— start of TEXT PROVIDED —
2022-04-12 12:48:52

by Christoph Hellwig

[permalink] [raw]
Subject: Re: [PATCH v2 bpf 1/3] vmalloc: replace VM_NO_HUGE_VMAP with VM_ALLOW_HUGE_VMAP

On Mon, Apr 11, 2022 at 04:35:46PM -0700, Song Liu wrote:
> Huge page backed vmalloc memory could benefit performance in many cases.
> Since some users of vmalloc may not be ready to handle huge pages,
> VM_NO_HUGE_VMAP was introduced to allow vmalloc users to opt-out huge
> pages. However, it is not easy to add VM_NO_HUGE_VMAP to all the users
> that may try to allocate >= PMD_SIZE pages, but are not ready to handle
> huge pages properly.
— end of TEXT PROVIDED —
» EXERCISE TASKS:
a - Write out the passage from the mailing list message from "2022-04-12 12:48:52" to "in many cases.".
b - List each distinct all-caps identifier containing an underscore that appears in the mailing list message.
— start of DATASET RECORDS —
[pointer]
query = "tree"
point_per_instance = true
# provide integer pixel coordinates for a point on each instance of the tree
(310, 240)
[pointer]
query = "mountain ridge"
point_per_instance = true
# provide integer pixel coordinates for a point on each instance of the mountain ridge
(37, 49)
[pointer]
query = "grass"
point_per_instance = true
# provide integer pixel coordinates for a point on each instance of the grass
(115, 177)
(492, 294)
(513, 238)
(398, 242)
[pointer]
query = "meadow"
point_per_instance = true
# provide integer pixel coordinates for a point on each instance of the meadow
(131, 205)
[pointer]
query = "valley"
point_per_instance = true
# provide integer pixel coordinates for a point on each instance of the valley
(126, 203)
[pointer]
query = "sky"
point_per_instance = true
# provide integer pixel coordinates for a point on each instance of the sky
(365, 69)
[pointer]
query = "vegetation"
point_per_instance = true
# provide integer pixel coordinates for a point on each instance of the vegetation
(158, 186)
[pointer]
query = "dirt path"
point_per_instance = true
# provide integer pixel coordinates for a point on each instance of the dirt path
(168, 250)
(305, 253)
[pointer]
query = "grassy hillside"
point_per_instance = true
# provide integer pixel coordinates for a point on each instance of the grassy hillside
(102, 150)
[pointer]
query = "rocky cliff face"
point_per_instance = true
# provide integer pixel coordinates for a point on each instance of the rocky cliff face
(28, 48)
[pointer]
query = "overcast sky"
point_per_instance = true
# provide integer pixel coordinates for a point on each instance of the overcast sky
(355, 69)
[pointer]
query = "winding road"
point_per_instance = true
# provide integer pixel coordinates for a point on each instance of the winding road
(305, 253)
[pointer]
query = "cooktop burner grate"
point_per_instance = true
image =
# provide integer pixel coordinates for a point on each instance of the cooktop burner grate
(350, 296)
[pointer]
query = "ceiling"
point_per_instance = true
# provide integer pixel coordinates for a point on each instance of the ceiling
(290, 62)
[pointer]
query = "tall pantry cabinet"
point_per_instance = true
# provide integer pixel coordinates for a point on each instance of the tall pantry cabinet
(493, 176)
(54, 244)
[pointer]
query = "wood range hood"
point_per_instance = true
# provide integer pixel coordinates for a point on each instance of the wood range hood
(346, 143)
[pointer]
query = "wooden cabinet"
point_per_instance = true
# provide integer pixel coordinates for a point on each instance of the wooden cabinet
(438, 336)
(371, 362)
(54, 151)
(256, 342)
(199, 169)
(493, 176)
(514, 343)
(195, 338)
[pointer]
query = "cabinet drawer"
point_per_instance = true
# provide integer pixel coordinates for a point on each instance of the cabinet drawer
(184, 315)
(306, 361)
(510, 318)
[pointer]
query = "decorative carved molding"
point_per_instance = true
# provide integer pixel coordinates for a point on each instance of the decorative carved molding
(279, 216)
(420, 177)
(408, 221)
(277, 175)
— end of DATASET RECORDS —
» RESPONSES TO THE EXERCISE:
a -
2022-04-12 12:48:52

by Christoph Hellwig

[permalink] [raw]
Subject: Re: [PATCH v2 bpf 1/3] vmalloc: replace VM_NO_HUGE_VMAP with VM_ALLOW_HUGE_VMAP

On Mon, Apr 11, 2022 at 04:35:46PM -0700, Song Liu wrote:
> Huge page backed vmalloc memory could benefit performance in many cases.

b -
VM_NO_HUGE_VMAP
VM_ALLOW_HUGE_VMAP
PMD_SIZE